━━━━━ Приведённый текст ━━━━━

Не обошли своим творческим вниманием московский пожар великие А.С. Пушкин, М.Ю. Лермонтов, Л.Н.Толстой. Есть упоминания о горящей Москве даже у французского писателя Анри Бейля, писавшего под псевдонимом Стендаль, который в молодости служил офицером в наполеоновской армии - вместе с ней он прошел весь путь 1812 года: от Немана до Москвы.
Потрудились и художники: полотна с огненными сюжетами созданы И.К. Айвазовским, В.В.Верещагиным, И.Е.Репиным и многими другими русскими и иностранными живописцами, графиками.
Интернет предлагает множество материалов на эту тему. Анализом московского пожара 1812 года занимаются уже более двух веков. Однако мне представляется особенно интересным два мнения людей, хотя и далеких от пожарной охраны.
Знаменитый французский историк Анри Труайя в своей книге «Александр I. Северный сфинкс» так описывает сентябрьские события в Москве:
«Огонь вспыхивает одновременно в разных кварталах, и ревущее, гонимое ветром пламя приближается к центру Москвы. Кто поджег Москву? По мнению Наполеона, этот чудовищный акт вандализма был «подготовлен и осуществлен Ростопчиным». Разве генерал-губернатор Москвы перед вступлением в город французов не приказал пожарным уехать и увезти пожарные насосы? Разве он не подстрекал в своих афишах жителей к этой великой добровольной жертве? Разве не следовал примеру Витебска, Смоленска, Гжатска, которые были преданы огню раньше, чем попали в руки врага? Впрочем, Ростопчин сам хвастливо называл себя «поджигателем Москвы». Позже он отречется от этой сомнительной славы и обвинит в поджоге солдат Наполеона, которые «заходили ночью на чердаки и в подвалы, освещая их факелами, огарками свечей, зажженными лучинами». Истина, разумеется, где-то посередине между двумя этими версиями. Причина пожара и умысел, и неосторожность, воля одного человека и тысячи мелких случайностей, связанных с небрежностью какого-нибудь солдата или офицера. Ростопчин не единственный, но главный виновник этой катастрофы. Как бы то ни было, для современников дело было в другом. Французы из духа мщения обратили в пепел древнюю столицу России, колыбель православной цивилизации. После подобного святотатства не могло быть и речи о каких-либо переговорах: едва их считали за людей и христиан».

━━━━━

* Задания
**a)** Ответьте на вопросы по тексту о московском пожаре 1812 года:
(i) Под каким псевдонимом писал Анри Бейль?
(ii) Какие города были преданы огню раньше, чем попали в руки врага?
(iii) Как называется книга Анри Труайя?
**b)** Назовите всех художников, которые поименно упомянуты в тексте о московском пожаре 1812 года.
**c)** Напишите продолжение текста о московском пожаре 1812 года, начиная сразу после его последнего абзаца.
Строки ниже взяты из другого источника.

━━━━━ Представленные данные ━━━━━

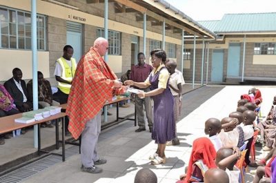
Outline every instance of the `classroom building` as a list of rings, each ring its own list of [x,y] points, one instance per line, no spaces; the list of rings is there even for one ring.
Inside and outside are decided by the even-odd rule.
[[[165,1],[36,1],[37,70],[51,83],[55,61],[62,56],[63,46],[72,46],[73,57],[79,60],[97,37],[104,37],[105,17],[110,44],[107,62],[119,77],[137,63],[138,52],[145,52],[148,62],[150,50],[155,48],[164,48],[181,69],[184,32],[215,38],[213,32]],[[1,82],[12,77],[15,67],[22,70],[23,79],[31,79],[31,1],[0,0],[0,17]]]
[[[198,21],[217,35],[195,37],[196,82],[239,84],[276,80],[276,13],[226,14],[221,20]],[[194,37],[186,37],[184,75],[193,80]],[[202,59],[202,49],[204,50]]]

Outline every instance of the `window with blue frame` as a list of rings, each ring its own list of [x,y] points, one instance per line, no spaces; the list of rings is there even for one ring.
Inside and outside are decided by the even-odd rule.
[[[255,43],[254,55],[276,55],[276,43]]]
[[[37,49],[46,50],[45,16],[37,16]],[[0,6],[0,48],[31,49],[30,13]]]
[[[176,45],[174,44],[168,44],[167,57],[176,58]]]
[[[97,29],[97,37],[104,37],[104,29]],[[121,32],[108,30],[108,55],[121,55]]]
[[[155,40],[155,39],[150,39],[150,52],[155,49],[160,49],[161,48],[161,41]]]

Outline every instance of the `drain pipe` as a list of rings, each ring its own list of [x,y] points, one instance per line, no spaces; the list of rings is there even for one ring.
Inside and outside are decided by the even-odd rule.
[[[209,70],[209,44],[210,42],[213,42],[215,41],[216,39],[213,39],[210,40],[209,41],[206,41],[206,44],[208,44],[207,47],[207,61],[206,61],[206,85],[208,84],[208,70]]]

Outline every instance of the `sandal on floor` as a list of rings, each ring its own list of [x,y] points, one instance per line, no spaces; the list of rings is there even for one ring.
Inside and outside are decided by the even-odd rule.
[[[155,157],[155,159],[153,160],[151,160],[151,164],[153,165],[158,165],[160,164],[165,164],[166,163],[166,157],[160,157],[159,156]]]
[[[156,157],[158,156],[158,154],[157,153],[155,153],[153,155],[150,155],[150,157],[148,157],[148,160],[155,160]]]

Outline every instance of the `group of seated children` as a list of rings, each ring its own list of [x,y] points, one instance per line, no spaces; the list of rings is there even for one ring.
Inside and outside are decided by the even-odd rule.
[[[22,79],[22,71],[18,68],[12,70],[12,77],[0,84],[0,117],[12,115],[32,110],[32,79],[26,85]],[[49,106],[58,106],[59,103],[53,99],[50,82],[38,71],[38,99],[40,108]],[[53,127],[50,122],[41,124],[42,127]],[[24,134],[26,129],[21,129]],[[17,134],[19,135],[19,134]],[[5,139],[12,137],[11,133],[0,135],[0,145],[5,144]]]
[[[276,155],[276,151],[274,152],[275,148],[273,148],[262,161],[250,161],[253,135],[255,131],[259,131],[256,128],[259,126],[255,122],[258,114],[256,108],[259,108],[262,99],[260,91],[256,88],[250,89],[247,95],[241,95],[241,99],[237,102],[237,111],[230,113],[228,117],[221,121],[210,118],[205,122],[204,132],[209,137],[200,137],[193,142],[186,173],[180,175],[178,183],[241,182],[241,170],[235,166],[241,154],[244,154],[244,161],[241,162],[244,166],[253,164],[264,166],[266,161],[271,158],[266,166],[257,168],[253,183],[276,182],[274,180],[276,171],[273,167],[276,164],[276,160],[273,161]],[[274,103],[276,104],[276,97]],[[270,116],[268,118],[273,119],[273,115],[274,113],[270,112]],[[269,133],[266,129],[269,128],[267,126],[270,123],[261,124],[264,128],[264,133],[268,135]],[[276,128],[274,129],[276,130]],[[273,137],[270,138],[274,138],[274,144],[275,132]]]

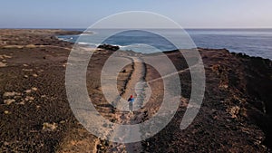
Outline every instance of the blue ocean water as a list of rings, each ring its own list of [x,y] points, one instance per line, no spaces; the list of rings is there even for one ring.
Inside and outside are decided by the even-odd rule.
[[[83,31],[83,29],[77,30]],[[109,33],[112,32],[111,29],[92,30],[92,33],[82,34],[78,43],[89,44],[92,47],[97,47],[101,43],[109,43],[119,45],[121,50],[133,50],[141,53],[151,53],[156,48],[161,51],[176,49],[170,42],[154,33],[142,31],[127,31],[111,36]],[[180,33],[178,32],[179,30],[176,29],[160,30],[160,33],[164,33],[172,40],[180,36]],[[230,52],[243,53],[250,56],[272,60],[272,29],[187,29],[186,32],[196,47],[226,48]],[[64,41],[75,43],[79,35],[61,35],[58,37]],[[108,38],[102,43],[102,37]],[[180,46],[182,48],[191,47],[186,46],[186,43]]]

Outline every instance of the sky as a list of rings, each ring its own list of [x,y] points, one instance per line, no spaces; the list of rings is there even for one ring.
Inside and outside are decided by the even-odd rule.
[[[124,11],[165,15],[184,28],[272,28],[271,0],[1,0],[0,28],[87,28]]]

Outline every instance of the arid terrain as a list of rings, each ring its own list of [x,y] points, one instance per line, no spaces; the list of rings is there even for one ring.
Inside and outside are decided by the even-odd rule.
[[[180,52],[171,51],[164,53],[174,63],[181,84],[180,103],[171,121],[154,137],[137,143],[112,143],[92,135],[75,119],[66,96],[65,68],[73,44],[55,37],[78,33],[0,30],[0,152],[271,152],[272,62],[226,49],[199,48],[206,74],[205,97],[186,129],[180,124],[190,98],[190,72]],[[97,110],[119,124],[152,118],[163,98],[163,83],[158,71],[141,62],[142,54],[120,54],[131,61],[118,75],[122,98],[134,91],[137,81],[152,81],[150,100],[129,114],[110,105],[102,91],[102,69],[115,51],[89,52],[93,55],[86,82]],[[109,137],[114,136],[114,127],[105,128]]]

━━━━━

* Ответы к заданиям
**a)**
(i) Стендаль.
(ii) Витебск, Смоленск, Гжатск.
(iii) «Александр I. Северный сфинкс».

**b)** И.К. Айвазовский, В.В. Верещагин, И.Е. Репин.

**c)**
А вот мнение автора «Войны и мира» Льва Николаевича Толстого:
«Французы приписывали пожар Москвы au patriotisme féroce de Rastopchine (дикому патриотизму Растопчина- ред.); русские — изуверству французов. В сущности же, причин пожара Москвы в том смысле, чтобы отнести пожар этот на ответственность одного или несколько лиц, таких причин не было и не могло быть. Москва сгорела вследствие того, что она была поставлена в такие условия, при которых всякий деревянный город должен сгореть, независимо от того, имеются ли или не имеются в городе сто тридцать плохих пожарных труб.
Москва должна была сгореть вследствие того, что из нее выехали жители, и так же неизбежно, как должна загореться куча стружек, на которую в продолжение нескольких дней будут сыпаться искры огня. Деревянный город, в котором при жителях-владельцах домов и при полиции бывают летом почти каждый день пожары, не может не сгореть, когда в нем нет жителей, а живут войска, курящие трубки, раскладывающие костры на Сенатской площади из сенатских стульев и варящие себе есть два раза в день.
Стоит в мирное время войскам расположиться на квартирах по деревням в известной местности, и количество пожаров в этой местности тотчас увеличивается. В какой же степени должна увеличиться вероятность пожаров в пустом деревянном городе, в котором расположится чужое войско? Le patriotisme féroce de Rastopchine и изуверство французов тут ни в чем не виноваты. Москва загорелась от трубок, от кухонь, от костров, от неряшливости неприятельских солдат, жителей — не хозяев домов. Ежели и были поджоги (что весьма сомнительно, потому что поджигать никому не было никакой причины, а, во всяком случае, хлопотливо и опасно), то поджоги нельзя принять за причину, так как без поджогов было бы то же самое.
Как ни лестно было французам обвинять зверство Растопчина и русским обвинять злодея Бонапарта или потом влагать героический факел в руки своего народа, нельзя не видеть, что такой непосредственной причины пожара не могло быть, потому что Москва должна была сгореть, как должна сгореть каждая деревня, фабрика, всякий дом, из которого выйдут хозяева и в который пустят хозяйничать и варить себе кашу чужих людей. Москва сожжена жителями, это правда; но не теми жителями, которые оставались в ней, а теми, которые выехали из нее. Москва, занятая неприятелем, не осталась цела, как Берлин, Вена и другие города, только вследствие того, что жители ее не подносили хлеба-соли и ключей французам, а выехали из нее».
Как бы то ни было, и в том, и в другом источнике упоминается имя возможно главного вдохновителя и организатора уничтожения города - московского генерал-губернатора Федора Васильевича Ростопчина. Французы делали свои выводы на основании того, что Ростопчин сам поджег свой подмосковный дворец – усадьбы Вороново.
Когда французы вступили в Москву, сразу же начались локальные пожары, слившиеся затем в огромное бушующее огненное море. «Сперва мы было подумали, что загорелось несколько магазинов, которые, по своему обыкновению, зажгли русские», – отмечает Лабом.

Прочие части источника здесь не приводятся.